Gegebener Textauszug
__________________________________________________

Zuerst war es eine Erfolgsgeschichte: Als Gründungsmitglied der Alma Mater Rudolfina (1365) war die Medizinische Fakultät bereits im Mittelalter eine weithin anerkannte Instanz in Fragen des Gesundheitswesens. Ab dem Jahre 1399 sind Fakultätsakten erhalten, die belegen, dass sie bei Streitigkeiten zwischen Badern, Hebammen und regionalen Grundherren als Schlichtungsstelle angerufen wurde.
Zu Zeiten der Regierung Maria Theresias erlangte die Wiener Medizin erstmals internationale Bedeutung. Die Habsburgerin berief den Holländer Gerard van Swieten nach Wien. Er legte den Grundstein zur ersten Wiener Medizinischen Schule. Kapazitäten wie Anton de Haen, Maximilian Stoll, Lorenz Gasser, Anton von Störck oder der Entdecker der Perkussion, Leopold Auenbrugger, lehrten und forschten nun in der Kaiserstadt. Auf der Grundlage von bereits weit zurückreichenden Traditionen wurde das heute so bezeichnete Bedside-Teaching in dieser Zeit zur paradigmatischen Methode in der Ausbildung.
Geburtsstätte der medizinischen Spezialisierung
Mit der Eröffnung des Allgemeinen Krankenhauses im Jahre 1784 bekamen die Mediziner eine neue Wirkungsstätte, die sich mehr und mehr zum wichtigsten Forschungszentrum entwickelte. Im Laufe des 19. Jahrhunderts entstand durch Ärzte wie Karl von Rokitansky, Josef Skoda, Ferdinand von Hebra oder auch Ignaz Philipp Semmelweis die zweite Wiener Medizinische Schule. Die Grundlagenwissenschaft in der Medizin wurde ausgebaut und die Spezialisierung vorangetrieben: Die ersten Haut-, Augen- und Hals-Nasen-Ohren- Kliniken der Welt wurden in Wien gegründet.

__________________________________________________

Die Aufgabe
Schreibe den Text zur Geschichte der Wiener Medizinischen Fakultät im Anschluss an seinen letzten Satz weiter.

Die Zeilen
__________________________________________________

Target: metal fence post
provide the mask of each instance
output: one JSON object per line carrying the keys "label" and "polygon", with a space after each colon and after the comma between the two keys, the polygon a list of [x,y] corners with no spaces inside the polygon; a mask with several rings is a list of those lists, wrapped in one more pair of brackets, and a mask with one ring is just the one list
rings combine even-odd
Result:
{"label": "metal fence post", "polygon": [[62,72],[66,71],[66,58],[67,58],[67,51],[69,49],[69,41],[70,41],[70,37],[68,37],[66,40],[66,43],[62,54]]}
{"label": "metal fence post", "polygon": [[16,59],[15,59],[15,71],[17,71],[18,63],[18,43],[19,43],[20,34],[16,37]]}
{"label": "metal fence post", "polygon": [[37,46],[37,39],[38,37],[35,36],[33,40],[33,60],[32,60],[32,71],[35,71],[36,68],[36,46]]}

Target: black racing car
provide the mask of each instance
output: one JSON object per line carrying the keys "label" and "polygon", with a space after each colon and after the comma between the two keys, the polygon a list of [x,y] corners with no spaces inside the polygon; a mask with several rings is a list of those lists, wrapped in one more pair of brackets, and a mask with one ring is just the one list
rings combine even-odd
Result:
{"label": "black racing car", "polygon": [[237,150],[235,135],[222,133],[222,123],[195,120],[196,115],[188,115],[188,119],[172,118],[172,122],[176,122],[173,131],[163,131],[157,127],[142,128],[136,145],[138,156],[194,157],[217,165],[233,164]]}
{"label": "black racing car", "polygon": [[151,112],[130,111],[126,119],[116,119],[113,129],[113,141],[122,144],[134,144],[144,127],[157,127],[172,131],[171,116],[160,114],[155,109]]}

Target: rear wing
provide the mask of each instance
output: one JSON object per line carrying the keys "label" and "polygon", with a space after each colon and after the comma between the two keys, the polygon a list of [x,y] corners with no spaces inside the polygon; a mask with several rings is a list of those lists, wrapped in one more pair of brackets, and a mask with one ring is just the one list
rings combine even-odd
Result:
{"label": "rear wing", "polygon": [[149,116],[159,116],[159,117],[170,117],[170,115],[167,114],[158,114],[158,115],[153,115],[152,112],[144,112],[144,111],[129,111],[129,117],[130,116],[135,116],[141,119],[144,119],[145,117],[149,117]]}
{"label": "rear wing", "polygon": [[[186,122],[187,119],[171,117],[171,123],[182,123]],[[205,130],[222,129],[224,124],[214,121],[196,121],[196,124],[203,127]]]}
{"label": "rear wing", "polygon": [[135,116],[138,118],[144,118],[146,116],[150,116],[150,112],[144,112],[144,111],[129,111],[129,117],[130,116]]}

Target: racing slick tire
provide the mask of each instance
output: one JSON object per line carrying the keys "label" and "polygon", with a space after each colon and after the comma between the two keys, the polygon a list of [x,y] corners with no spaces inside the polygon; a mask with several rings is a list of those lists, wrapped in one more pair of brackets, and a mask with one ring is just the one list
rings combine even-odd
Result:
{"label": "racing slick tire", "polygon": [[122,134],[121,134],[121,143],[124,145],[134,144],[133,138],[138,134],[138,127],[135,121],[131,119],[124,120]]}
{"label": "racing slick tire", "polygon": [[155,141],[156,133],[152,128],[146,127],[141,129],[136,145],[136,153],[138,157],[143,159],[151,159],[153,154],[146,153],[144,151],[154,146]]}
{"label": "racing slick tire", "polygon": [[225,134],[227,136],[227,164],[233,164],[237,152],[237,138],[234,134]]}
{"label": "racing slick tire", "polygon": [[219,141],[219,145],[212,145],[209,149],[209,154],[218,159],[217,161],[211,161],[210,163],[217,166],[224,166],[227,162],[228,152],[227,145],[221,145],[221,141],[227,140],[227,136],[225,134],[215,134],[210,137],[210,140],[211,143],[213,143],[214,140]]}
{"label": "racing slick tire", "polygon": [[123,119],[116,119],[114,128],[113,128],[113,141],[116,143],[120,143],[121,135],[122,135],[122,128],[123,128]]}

__________________________________________________

Ergebnis folgt
Ort der Spitzenmedizin im beginnenden 20. Jahrhundert
Anfang des 20. Jahrhunderts zählte die Medizin in Wien zur internationalen Spitzenklasse. Clemens von Pirquet definierte die Begriffe der Allergie und der Serumskrankheit, Ernst Peter Pick führte bedeutende Versuche zur chemischen Spezifität der immunologischen Reaktionen durch, die Wiener Schule der Zahnmedizin (gegründet von Bernhard Gottlieb) erzielte in den 20er - Jahren ihren Höhepunkt. Alle vier Nobelpreise, die in den nächsten Jahrzehnten an (ehemalige) Wiener Mediziner vergeben wurden - (Robert Bárány (1914), Julius Wagner-Jauregg (1927), Karl Landsteiner (1930), Otto Loewi (1936) - fußten auf grundlegenden Arbeiten aus dieser Zeit. Bis weit in die Erste Republik strahlte die ausgezeichnete Medizin- und Forschungstradition. Mit der in Wien gegründeten American Medical Association of Vienna wurden gut besuchte postpromotionelle Kurse für Ärzte aus aller Welt noch bis in die 1930er-jahre organisiert.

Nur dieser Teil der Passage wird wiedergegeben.